(Point-per-instance localization data)
____

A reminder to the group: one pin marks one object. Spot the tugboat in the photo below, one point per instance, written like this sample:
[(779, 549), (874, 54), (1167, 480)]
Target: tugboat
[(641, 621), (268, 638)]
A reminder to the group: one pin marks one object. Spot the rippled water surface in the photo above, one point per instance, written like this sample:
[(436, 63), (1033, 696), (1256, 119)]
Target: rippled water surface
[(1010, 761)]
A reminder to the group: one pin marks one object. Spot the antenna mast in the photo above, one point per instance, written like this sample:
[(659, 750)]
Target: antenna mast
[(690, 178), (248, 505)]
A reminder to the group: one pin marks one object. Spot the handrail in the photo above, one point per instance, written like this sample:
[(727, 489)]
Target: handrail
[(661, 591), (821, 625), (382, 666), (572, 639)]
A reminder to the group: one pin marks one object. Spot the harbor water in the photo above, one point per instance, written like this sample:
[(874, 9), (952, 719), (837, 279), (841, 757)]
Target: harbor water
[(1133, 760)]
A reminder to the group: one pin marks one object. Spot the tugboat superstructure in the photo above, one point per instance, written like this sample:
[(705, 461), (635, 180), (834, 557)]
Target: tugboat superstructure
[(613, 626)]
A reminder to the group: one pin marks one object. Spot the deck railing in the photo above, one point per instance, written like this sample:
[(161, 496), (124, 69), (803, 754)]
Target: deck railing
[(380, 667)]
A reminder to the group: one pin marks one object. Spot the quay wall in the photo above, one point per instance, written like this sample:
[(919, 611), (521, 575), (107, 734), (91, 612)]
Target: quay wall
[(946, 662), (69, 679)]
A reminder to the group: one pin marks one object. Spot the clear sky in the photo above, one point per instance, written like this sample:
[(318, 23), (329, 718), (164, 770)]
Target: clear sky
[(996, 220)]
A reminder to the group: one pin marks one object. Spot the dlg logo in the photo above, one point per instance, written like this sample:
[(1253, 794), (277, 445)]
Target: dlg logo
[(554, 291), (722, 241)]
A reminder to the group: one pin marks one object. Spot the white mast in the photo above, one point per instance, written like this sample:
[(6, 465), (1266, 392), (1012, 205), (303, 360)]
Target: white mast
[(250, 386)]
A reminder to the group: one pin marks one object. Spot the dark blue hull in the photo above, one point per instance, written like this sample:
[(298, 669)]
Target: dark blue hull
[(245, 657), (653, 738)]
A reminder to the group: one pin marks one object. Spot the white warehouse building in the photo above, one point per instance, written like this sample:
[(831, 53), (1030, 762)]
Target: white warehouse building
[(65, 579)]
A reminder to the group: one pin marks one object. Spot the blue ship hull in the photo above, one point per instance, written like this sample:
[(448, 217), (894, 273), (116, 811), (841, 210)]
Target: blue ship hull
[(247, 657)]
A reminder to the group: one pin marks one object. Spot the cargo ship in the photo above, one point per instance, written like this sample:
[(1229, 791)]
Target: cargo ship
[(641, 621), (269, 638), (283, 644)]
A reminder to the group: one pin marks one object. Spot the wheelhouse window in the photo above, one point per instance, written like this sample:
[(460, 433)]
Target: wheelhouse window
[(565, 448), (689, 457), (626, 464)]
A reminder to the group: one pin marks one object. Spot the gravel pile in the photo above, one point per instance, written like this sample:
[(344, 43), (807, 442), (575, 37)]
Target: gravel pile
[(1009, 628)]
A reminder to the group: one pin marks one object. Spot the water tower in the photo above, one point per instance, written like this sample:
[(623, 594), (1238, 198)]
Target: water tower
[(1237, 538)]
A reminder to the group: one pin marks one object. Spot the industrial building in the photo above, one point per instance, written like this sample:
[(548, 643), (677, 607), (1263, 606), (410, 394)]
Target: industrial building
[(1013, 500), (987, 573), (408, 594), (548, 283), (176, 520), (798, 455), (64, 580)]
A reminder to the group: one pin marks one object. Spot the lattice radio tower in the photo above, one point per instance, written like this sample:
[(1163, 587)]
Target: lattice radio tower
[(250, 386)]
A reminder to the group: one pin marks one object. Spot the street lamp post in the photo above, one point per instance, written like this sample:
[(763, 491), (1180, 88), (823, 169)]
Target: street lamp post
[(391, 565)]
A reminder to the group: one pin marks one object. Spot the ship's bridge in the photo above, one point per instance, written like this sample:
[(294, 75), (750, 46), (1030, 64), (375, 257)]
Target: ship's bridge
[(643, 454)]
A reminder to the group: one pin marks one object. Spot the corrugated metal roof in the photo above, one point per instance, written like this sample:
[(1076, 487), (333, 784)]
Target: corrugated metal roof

____

Reproduce the records above exactly, character for character.

A reminder to the group: one pin marks one object. Spot the tugboat in the photo below, one point per instance, written like this sample:
[(779, 549), (874, 54), (1167, 480)]
Target: tugboat
[(641, 621), (268, 638)]
A reminder to the group: one pin marks one object. Spot the rippled water surface in the photo above, one point per instance, written like this sample:
[(436, 63), (1033, 696), (1256, 119)]
Target: rippled water surface
[(1010, 761)]
A reminder to the group: one pin marks one object. Spot the antenna mast in the photo above, one point per instance, written like this sample:
[(659, 750)]
Target: antenna mast
[(690, 178), (248, 505)]
A reminder to the group: one pin marks one object. Spot the handrail in the photo above, one point per instance, written like this sample:
[(727, 489)]
Target: handrail
[(661, 591), (821, 625), (382, 666), (572, 639)]
A reminder to the group: one pin marks one object. Spot the harbor water in the photo above, one point per instance, written like this sample:
[(874, 9), (952, 719), (837, 279), (841, 757)]
Target: harbor water
[(1133, 760)]
A reminder to the group: one pin marks one object. Spot the tugboat superstructure in the photo above, one point per instance, written like this sample:
[(705, 461), (635, 180), (834, 557)]
Target: tugboat superstructure
[(613, 626)]
A reminder to the group: one pin marks one object. Spot the deck railing in the photo above, one point per instance, written like this sample:
[(161, 496), (124, 69), (803, 754)]
Target: deck railing
[(380, 667)]
A reminder to the group: one pin marks one object. Spot the quay wall in the photo above, one point per instance, written like this sample:
[(919, 611), (521, 575), (107, 734), (91, 612)]
Target: quay wall
[(946, 662), (69, 679)]
A reminder to the group: one pin marks one object. Spot the clear sky in the photo above, one point per instance, written like this sample:
[(318, 23), (329, 718), (164, 770)]
Target: clear sky
[(996, 220)]
A reminder to the group: one pin marks one object. Spot the dlg logo in the photo above, one point per instance, written like this sample:
[(1253, 794), (277, 445)]
Target: dlg logo
[(554, 291), (722, 241)]
A reminder to the group: one pin marks one object. Spot the white mast in the photo above, one point per instance, written like this sample:
[(6, 465), (1266, 392), (1012, 205), (303, 360)]
Target: white mast
[(250, 386)]
A reminder to the group: one pin marks one object. Spot the dark blue hull in the photo above, one point per instance, written like this sample:
[(298, 669)]
Target: dark blue hull
[(245, 657), (653, 738)]
A reminder to the group: one pin marks one object. Spot the white warehouse building in the photo above, one point per instance, written like this sample:
[(831, 53), (1030, 762)]
Target: white warehouse building
[(65, 579)]
A reminder to the group: one pin marks one object. Spot the blue ship hull in the photo above, one point per instance, written like this sample:
[(448, 217), (894, 273), (116, 811), (841, 210)]
Target: blue ship hull
[(247, 657)]
A reminder to the group: one pin marks one object. Spot the cargo ship in the photo above, one point per instance, written like this sample:
[(1229, 791)]
Target: cargo ship
[(641, 621), (269, 638), (283, 644)]
A reminder to the group: one pin marks one object. Spot the wheelhouse window in the photo above, one point per instance, written like this sample:
[(460, 433)]
Target: wheelhouse window
[(565, 448), (689, 457), (626, 464)]
A reminder to the group: one pin marks one object. Spot the gravel pile in the photo above, one point per instance, written like this sample:
[(344, 43), (807, 442), (575, 37)]
Target: gravel pile
[(1009, 628)]
A reminder to the group: one pin marks one object. Spot the water tower in the photo above, one point per instance, written like this sample:
[(623, 594), (1238, 198)]
Target: water tower
[(1237, 538)]
A reminder to the group: one pin marks one object. Spot the industrial building in the photo above, one point per instance, written like this sample:
[(548, 643), (677, 607), (1263, 606), (410, 394)]
Target: industrial building
[(1013, 500), (987, 573), (408, 594), (548, 283), (176, 520), (798, 455), (64, 580)]
A reminder to the group: one pin marks one object. Spot the lattice radio tower in the photo above, one point per instance, written like this sample:
[(1163, 587)]
Target: lattice radio tower
[(250, 386)]
A reminder to the group: one pin marks one object. Spot the street lamp post in the photo above, one point per instance, written like this sample:
[(763, 491), (1180, 88), (823, 169)]
Target: street lamp post
[(391, 565)]
A reminder to the group: one pin marks one object. Spot the ship's bridge in the photo above, one point per instance, written like this sample:
[(294, 75), (750, 46), (1030, 64), (375, 257)]
Target: ship's bridge
[(643, 454)]
A reminder to the group: one pin marks one object. Spot the corrugated metal roof in the photo above, one point per instance, written like this sample:
[(1076, 487), (333, 784)]
Target: corrugated metal roof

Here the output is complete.